• [Problem statement]: Revise all the records below by replacing every occurrence of "Returns" with "Result" and leaving all other text unchanged. Omit the pictures from your answer.

• [Data for this exercise]:

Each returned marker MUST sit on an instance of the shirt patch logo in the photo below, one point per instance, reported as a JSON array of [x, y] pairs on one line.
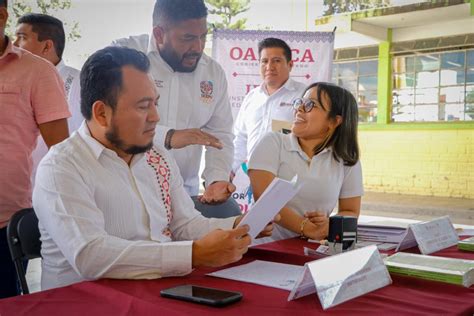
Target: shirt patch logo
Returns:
[[207, 89], [158, 83]]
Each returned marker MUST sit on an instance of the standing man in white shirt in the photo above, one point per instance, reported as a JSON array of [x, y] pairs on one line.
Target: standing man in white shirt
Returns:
[[112, 205], [43, 35], [194, 104], [272, 100]]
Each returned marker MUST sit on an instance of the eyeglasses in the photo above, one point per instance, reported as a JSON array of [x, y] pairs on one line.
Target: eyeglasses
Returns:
[[307, 104]]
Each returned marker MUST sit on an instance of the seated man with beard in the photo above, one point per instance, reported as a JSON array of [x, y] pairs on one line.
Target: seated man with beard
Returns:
[[112, 206]]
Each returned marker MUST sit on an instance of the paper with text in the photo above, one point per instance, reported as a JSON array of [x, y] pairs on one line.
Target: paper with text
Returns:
[[348, 275], [431, 236], [272, 274], [273, 199]]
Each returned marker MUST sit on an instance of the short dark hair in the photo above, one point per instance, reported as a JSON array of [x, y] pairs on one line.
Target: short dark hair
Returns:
[[344, 139], [169, 12], [101, 76], [48, 28], [275, 42]]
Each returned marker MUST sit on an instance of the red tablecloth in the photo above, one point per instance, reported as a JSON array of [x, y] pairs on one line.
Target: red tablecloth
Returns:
[[406, 296]]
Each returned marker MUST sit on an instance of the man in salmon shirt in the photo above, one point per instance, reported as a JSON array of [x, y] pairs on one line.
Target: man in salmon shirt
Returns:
[[32, 101]]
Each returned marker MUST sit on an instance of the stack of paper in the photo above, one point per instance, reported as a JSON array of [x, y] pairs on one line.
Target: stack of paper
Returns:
[[273, 274], [449, 270], [382, 231], [466, 244]]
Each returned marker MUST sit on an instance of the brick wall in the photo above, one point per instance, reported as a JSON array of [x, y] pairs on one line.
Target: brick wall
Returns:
[[431, 162]]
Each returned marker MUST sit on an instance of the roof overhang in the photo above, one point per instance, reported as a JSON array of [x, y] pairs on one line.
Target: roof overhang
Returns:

• [The reply]:
Each returned marker MUST sit on an instance of the shirt patch logo in the photo below, one point per instance, reported as a JSON array of [x, y] pairs on one line.
Target: shirt patch logo
Result:
[[207, 89], [158, 83]]
Each returned marker MUST sit on an instance of the standing man in white shirt in the photo above, one point per instance, reported as a JSON array of [x, y] pairs on one line.
Target: standing man in white shirt
Result:
[[112, 205], [43, 35], [194, 104], [272, 100]]
Each returned marker MUST sit on an instance of the eyeglasses in the photo above, one point per instance, reported as a JSON array of [x, y] pairs on one line.
Target: eyeglasses
Result:
[[307, 104]]
Each returned marker MUST sit on an instance of the seated man with beard in the photo above, one point per instance, reported as a JSON array of [x, y] pairs on one line.
Target: seated man with beard
Result:
[[112, 206]]
Each returned marker MUST sit on an instance of the paper with text in the photo above, one point per instance, reported as a JSON array of [x, y] pairs on one line.
Target: paper with text
Result:
[[348, 275], [431, 236], [272, 274], [273, 199]]
Each returned marker MUST sit on an instance of the short dark hair in the photo above, one point per instance, reported as a JSON array of [x, y] pairs on one line.
Target: short dark hair
Result:
[[344, 139], [169, 12], [101, 76], [48, 28], [275, 42]]
Each returned marker MUST sit on an instance of the red tablecloth in the photo above, one point per instance, reported as a JSON array of [x, y] pairs on one line.
Target: red tablecloth
Result:
[[406, 296]]
Each returned marker MUST sit on an instance of the man in salmon shirt in the photo above, one point per instance, reported as a JSON array of [x, y] pairs on one line.
Target: man in salmon shirt
Result:
[[32, 101]]
Each returned marker MUST sit on an instance of the stack of paper in the photo above, one point per instance, reported as a JSON array of [x, y] pairs on one line.
Target: stack of paper
Result:
[[273, 274], [449, 270], [382, 231], [466, 244]]
Each returned marker MUST sit on an instance of the brick wall in the photo above, one point per instance, reported as a JSON array of [x, y] pairs on one line.
Target: brick wall
Result:
[[431, 162]]
Each returned marker MUST sit on an instance of the roof overhang in the photo above, one point per instance, reported as a JSON array of [x, y] pairs on one line.
Target: roof overhang
Result:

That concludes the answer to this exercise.